━━ Records shown ━━

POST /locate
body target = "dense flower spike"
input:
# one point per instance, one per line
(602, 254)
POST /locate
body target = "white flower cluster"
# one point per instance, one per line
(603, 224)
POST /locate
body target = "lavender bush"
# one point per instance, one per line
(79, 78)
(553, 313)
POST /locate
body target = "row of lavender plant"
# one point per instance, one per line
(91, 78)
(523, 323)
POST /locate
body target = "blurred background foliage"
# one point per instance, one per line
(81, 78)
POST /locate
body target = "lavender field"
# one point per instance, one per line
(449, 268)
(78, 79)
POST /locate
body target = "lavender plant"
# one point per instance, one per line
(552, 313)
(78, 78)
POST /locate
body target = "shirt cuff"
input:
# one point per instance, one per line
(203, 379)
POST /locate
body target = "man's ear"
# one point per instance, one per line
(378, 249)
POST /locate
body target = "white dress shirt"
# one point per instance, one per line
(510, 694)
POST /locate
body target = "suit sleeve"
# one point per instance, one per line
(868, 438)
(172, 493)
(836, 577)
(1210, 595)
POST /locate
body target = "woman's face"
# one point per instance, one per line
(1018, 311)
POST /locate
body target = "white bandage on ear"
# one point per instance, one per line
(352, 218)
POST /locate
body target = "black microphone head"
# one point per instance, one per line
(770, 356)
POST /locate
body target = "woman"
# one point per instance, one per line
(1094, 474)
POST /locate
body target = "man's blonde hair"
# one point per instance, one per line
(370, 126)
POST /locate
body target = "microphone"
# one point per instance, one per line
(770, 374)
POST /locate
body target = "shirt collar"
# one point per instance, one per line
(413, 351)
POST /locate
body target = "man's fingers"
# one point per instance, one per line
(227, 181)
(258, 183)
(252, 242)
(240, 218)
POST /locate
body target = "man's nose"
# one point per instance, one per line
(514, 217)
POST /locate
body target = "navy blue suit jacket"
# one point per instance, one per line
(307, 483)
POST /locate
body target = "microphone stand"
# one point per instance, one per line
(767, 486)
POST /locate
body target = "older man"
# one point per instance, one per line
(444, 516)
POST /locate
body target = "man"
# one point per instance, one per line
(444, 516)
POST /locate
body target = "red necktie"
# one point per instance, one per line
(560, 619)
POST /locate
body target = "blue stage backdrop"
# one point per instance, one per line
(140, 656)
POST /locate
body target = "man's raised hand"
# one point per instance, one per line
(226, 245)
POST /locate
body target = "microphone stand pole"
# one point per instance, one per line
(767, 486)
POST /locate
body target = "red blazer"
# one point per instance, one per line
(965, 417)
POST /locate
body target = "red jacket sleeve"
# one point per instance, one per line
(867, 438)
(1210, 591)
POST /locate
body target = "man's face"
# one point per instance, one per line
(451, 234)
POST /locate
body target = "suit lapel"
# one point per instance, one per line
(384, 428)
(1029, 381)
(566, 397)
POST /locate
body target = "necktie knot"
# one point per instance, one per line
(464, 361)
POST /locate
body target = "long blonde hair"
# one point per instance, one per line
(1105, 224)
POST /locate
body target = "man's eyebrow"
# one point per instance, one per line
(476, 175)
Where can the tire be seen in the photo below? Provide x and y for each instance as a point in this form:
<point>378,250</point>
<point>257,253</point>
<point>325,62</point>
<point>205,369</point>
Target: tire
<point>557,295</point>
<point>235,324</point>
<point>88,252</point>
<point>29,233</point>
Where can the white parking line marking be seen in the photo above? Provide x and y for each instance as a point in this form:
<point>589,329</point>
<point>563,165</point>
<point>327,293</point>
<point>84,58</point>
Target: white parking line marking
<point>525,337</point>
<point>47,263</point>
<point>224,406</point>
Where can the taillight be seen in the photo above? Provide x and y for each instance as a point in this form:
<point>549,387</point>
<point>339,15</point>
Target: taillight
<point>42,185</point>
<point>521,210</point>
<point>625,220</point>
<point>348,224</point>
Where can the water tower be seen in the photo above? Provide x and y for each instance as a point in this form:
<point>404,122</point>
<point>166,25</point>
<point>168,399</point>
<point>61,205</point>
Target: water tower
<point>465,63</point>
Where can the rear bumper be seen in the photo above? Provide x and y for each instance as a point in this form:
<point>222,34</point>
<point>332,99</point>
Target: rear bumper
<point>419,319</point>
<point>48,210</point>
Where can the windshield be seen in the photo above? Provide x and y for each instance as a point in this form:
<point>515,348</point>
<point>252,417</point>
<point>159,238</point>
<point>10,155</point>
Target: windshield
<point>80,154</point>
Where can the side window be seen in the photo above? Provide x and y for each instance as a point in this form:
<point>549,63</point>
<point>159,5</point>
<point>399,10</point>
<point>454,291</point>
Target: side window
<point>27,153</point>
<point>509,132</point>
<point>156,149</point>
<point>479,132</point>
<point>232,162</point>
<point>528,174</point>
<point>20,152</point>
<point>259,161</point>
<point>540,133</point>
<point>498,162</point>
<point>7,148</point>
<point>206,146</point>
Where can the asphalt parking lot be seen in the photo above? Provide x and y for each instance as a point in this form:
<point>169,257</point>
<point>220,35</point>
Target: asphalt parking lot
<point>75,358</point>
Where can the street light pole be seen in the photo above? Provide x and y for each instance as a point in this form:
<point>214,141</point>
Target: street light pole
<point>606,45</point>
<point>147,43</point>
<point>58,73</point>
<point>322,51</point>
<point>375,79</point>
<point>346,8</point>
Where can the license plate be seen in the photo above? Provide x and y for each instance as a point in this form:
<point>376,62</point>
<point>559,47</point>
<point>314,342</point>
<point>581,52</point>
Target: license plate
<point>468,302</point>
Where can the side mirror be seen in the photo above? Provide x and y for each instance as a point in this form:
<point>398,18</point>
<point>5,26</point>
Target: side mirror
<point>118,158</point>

━━━

## Given task
Update every one of the records by changing "lavender" to "heather" wherever it occurs, and leave all other text untouched.

## Result of this exercise
POST /locate
body target = "dense flower spike"
input:
# one point per instance, one per line
(602, 254)
POST /locate
body target = "white flower cluster"
# one point per instance, one per line
(603, 224)
POST /locate
body target = "heather bush"
# one point per instance, one per line
(79, 78)
(553, 313)
POST /locate
body target = "row of heather plant"
# one point per instance, one per line
(91, 78)
(523, 323)
POST /locate
body target = "blurred background foliage"
# one point per instance, one per line
(81, 78)
POST /locate
body target = "heather field"
# one point per instance, one per line
(449, 268)
(78, 79)
POST /locate
body target = "heather plant"
# one point per instance, one per line
(552, 313)
(78, 78)
POST /locate
body target = "shirt cuff"
input:
# one point per instance, one per line
(203, 379)
POST /locate
body target = "man's ear"
# one point per instance, one per line
(378, 249)
POST /locate
body target = "white dress shirt"
# one point per instance, one per line
(510, 694)
POST /locate
body target = "suit sleeve"
# one point per instance, one per line
(868, 438)
(172, 493)
(836, 577)
(1210, 595)
POST /locate
body target = "woman's face"
# one point per instance, one per line
(1018, 311)
POST /locate
body target = "white bandage on ear"
# one point per instance, one per line
(352, 218)
POST /locate
body target = "black microphone head"
# one point per instance, one per line
(770, 356)
POST /locate
body target = "woman"
# one point per instance, one per line
(1094, 474)
POST /locate
body target = "man's blonde hair"
# one point per instance, one per line
(370, 126)
POST /locate
body target = "microphone"
# one point per instance, one per line
(770, 374)
POST /locate
body target = "shirt collar"
# one point per instance, one per line
(413, 351)
POST /locate
body target = "man's fingers"
# one point per instance, one per line
(227, 181)
(258, 183)
(252, 242)
(240, 218)
POST /locate
body target = "man's nose"
# one point per instance, one per line
(514, 217)
POST /locate
body target = "navy blue suit jacket"
# one point per instance, one per line
(307, 483)
POST /locate
body target = "microphone stand"
# one point per instance, one per line
(767, 486)
POST /locate
body target = "older man"
# one point per instance, one per line
(444, 516)
POST /locate
body target = "man"
# one point per instance, one per line
(444, 516)
POST /locate
body target = "red necktie"
# one point per instance, one per line
(560, 619)
POST /locate
body target = "blue stage backdrop"
# one point per instance, one per line
(140, 656)
POST /locate
body target = "man's raised hand"
# one point per instance, one per line
(226, 245)
POST /locate
body target = "microphone stand pole"
# one point per instance, one per line
(767, 486)
POST /locate
body target = "red blazer"
# one point per instance, one per line
(965, 417)
POST /locate
body target = "red jacket sleeve"
# one point per instance, one per line
(867, 438)
(1210, 591)
POST /locate
body target = "man's face"
# one point per instance, one per line
(451, 234)
POST /locate
body target = "suit lapel"
# one point per instance, one per line
(384, 428)
(1029, 381)
(566, 397)
POST /locate
body target = "necktie knot"
# one point per instance, one per line
(464, 361)
POST /locate
body target = "long blonde hair"
# one point per instance, one per line
(1105, 224)
POST /locate
body target = "man's eyebrow"
# one point per instance, one per line
(476, 175)
Where can the tire be seen in the photo below? Provide x and y for each instance as a point in this form:
<point>378,250</point>
<point>257,253</point>
<point>325,62</point>
<point>205,369</point>
Target: tire
<point>557,295</point>
<point>235,324</point>
<point>88,252</point>
<point>29,233</point>
Where can the white parking line marking be seen in the photo above? Provide x and y for each instance as a point in this form:
<point>589,329</point>
<point>563,165</point>
<point>327,293</point>
<point>84,58</point>
Target: white parking line marking
<point>525,337</point>
<point>47,263</point>
<point>224,406</point>
Where can the taillight be seen in the photo above? Provide x and y for each instance as a point in this form:
<point>549,387</point>
<point>339,15</point>
Target: taillight
<point>42,185</point>
<point>521,210</point>
<point>625,220</point>
<point>348,224</point>
Where can the water tower be seen in the photo above? Provide x and y for each instance as a point in this form:
<point>404,122</point>
<point>166,25</point>
<point>168,399</point>
<point>61,205</point>
Target: water tower
<point>465,63</point>
Where can the rear bumper be seen in the photo above? Provide x and y for each instance as a point in this form:
<point>222,34</point>
<point>332,99</point>
Target: rear bumper
<point>419,319</point>
<point>48,210</point>
Where can the windshield be seen in the photo above? Provide x and y for each instance as a point in this form:
<point>515,348</point>
<point>252,417</point>
<point>159,238</point>
<point>10,155</point>
Target: windshield
<point>80,154</point>
Where can the side window be seen in the photo above? Provide x and y for each instance as a point in this form:
<point>549,63</point>
<point>159,5</point>
<point>399,10</point>
<point>454,291</point>
Target: side window
<point>27,153</point>
<point>509,132</point>
<point>156,149</point>
<point>479,132</point>
<point>232,162</point>
<point>528,174</point>
<point>20,152</point>
<point>259,161</point>
<point>540,133</point>
<point>498,162</point>
<point>7,148</point>
<point>206,146</point>
Where can the asphalt parking lot be seen in the photo above? Provide x and y for each instance as a point in this form:
<point>169,257</point>
<point>220,35</point>
Target: asphalt parking lot
<point>75,358</point>
Where can the street light pole be seen in the photo above? Provide x and y for each instance as a point in this form:
<point>214,141</point>
Target: street light pole
<point>606,45</point>
<point>147,43</point>
<point>58,73</point>
<point>322,51</point>
<point>375,79</point>
<point>346,8</point>
Where can the license plate be seen in the photo above? Provide x and y for each instance as a point in this form:
<point>376,62</point>
<point>559,47</point>
<point>314,342</point>
<point>581,52</point>
Target: license plate
<point>468,302</point>
Where can the side mirror be seen in the photo above? Provide x and y for each instance as a point in this form:
<point>398,18</point>
<point>5,26</point>
Target: side mirror
<point>118,158</point>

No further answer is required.